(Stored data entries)
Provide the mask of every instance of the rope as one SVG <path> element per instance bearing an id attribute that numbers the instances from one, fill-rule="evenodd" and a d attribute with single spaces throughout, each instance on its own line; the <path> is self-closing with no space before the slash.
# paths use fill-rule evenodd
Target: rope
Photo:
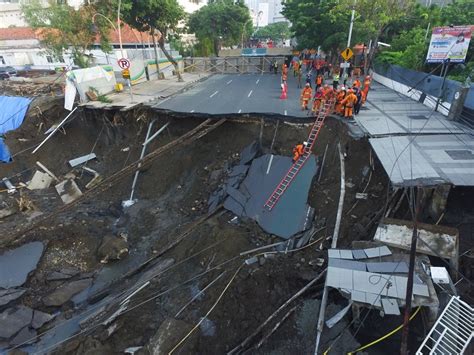
<path id="1" fill-rule="evenodd" d="M 421 309 L 421 306 L 419 306 L 415 312 L 413 312 L 413 314 L 411 315 L 410 319 L 409 320 L 412 320 L 413 318 L 415 318 L 415 316 L 418 314 L 418 312 L 420 311 Z M 396 332 L 398 332 L 399 330 L 401 330 L 403 328 L 403 324 L 398 326 L 397 328 L 395 328 L 394 330 L 392 330 L 391 332 L 385 334 L 384 336 L 381 336 L 380 338 L 374 340 L 373 342 L 369 343 L 369 344 L 366 344 L 364 346 L 361 346 L 360 348 L 356 349 L 356 350 L 353 350 L 351 352 L 348 352 L 347 355 L 353 355 L 355 353 L 357 353 L 358 351 L 361 351 L 361 350 L 365 350 L 367 348 L 370 348 L 372 345 L 375 345 L 377 343 L 380 343 L 381 341 L 387 339 L 388 337 L 392 336 L 393 334 L 395 334 Z M 329 347 L 324 353 L 323 355 L 327 355 L 329 353 L 329 350 L 331 350 L 331 347 Z"/>

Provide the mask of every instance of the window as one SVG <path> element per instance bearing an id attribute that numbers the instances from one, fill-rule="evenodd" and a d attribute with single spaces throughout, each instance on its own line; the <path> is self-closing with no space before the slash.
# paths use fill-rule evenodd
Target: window
<path id="1" fill-rule="evenodd" d="M 66 63 L 66 62 L 64 61 L 64 57 L 63 57 L 62 55 L 60 55 L 60 56 L 58 57 L 58 60 L 59 60 L 59 63 Z"/>
<path id="2" fill-rule="evenodd" d="M 46 56 L 46 60 L 48 61 L 48 63 L 53 63 L 53 57 L 51 57 L 50 55 Z"/>
<path id="3" fill-rule="evenodd" d="M 7 62 L 5 62 L 5 58 L 3 58 L 3 55 L 0 55 L 0 64 L 7 64 Z"/>

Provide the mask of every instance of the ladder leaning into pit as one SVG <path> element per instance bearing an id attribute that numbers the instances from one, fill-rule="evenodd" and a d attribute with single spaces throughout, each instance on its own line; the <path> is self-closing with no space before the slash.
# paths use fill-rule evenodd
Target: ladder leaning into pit
<path id="1" fill-rule="evenodd" d="M 335 99 L 332 98 L 329 101 L 324 102 L 324 104 L 321 105 L 319 110 L 316 112 L 315 114 L 316 119 L 313 123 L 313 126 L 311 127 L 311 131 L 309 133 L 309 137 L 307 140 L 308 144 L 304 149 L 304 153 L 298 158 L 297 161 L 293 163 L 293 165 L 290 167 L 290 169 L 285 174 L 283 179 L 281 179 L 278 186 L 275 188 L 273 193 L 265 202 L 264 208 L 271 211 L 273 207 L 275 207 L 280 197 L 285 193 L 288 186 L 290 186 L 293 179 L 296 177 L 296 175 L 299 173 L 301 168 L 304 166 L 304 164 L 306 163 L 306 160 L 308 160 L 309 156 L 311 155 L 311 150 L 313 149 L 316 138 L 318 138 L 318 134 L 324 124 L 324 120 L 332 112 L 334 108 L 334 103 L 335 103 Z"/>

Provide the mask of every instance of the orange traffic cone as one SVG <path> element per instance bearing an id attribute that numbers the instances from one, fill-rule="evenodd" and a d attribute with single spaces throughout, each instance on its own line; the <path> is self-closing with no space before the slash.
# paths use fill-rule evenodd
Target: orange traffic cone
<path id="1" fill-rule="evenodd" d="M 280 95 L 280 100 L 286 100 L 288 98 L 287 96 L 287 88 L 288 86 L 286 83 L 281 84 L 281 95 Z"/>

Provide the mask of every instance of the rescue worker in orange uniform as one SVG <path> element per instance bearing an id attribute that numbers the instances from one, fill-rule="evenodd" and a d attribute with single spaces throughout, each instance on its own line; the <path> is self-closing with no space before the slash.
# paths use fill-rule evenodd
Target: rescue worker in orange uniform
<path id="1" fill-rule="evenodd" d="M 311 111 L 316 112 L 319 110 L 319 108 L 321 107 L 321 102 L 323 101 L 323 96 L 323 88 L 320 87 L 316 90 L 316 93 L 314 94 L 313 108 L 311 109 Z"/>
<path id="2" fill-rule="evenodd" d="M 297 144 L 296 147 L 293 148 L 293 163 L 304 154 L 304 150 L 307 146 L 308 142 L 303 142 L 303 144 Z"/>
<path id="3" fill-rule="evenodd" d="M 336 93 L 336 105 L 334 106 L 334 112 L 336 115 L 344 116 L 344 105 L 342 101 L 346 97 L 346 88 L 343 86 Z"/>
<path id="4" fill-rule="evenodd" d="M 317 77 L 316 77 L 316 90 L 318 90 L 321 85 L 323 85 L 323 76 L 321 74 L 319 74 Z"/>
<path id="5" fill-rule="evenodd" d="M 282 72 L 283 75 L 288 75 L 288 66 L 284 63 L 283 63 L 281 72 Z"/>
<path id="6" fill-rule="evenodd" d="M 354 86 L 354 87 L 356 87 L 356 88 L 358 88 L 358 89 L 360 88 L 361 83 L 360 83 L 359 78 L 356 78 L 356 79 L 354 80 L 354 82 L 352 83 L 352 86 Z"/>
<path id="7" fill-rule="evenodd" d="M 307 110 L 308 109 L 308 103 L 309 100 L 311 100 L 311 97 L 313 96 L 313 90 L 311 89 L 311 86 L 309 86 L 309 83 L 306 83 L 303 91 L 301 91 L 301 110 Z"/>
<path id="8" fill-rule="evenodd" d="M 300 62 L 298 60 L 293 61 L 293 76 L 296 77 L 300 70 Z"/>
<path id="9" fill-rule="evenodd" d="M 362 92 L 363 92 L 362 103 L 365 103 L 365 100 L 367 100 L 367 95 L 369 94 L 369 89 L 370 89 L 370 83 L 371 83 L 370 75 L 367 75 L 364 80 L 364 88 L 362 89 Z"/>
<path id="10" fill-rule="evenodd" d="M 347 91 L 347 95 L 342 100 L 341 104 L 344 105 L 344 117 L 345 118 L 352 118 L 352 109 L 354 105 L 357 103 L 357 96 L 354 94 L 354 90 L 349 89 Z"/>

## About this task
Only the lines above that include the word "rope" belong in the answer; copy each one.

## Reply
Provide the mask of every instance of the rope as one SVG <path> element per instance bearing an id attribute that numbers the instances from one, fill-rule="evenodd" and a d attribute with single spaces throughout, each instance on its own line; the <path> is self-closing with no space before the slash.
Target: rope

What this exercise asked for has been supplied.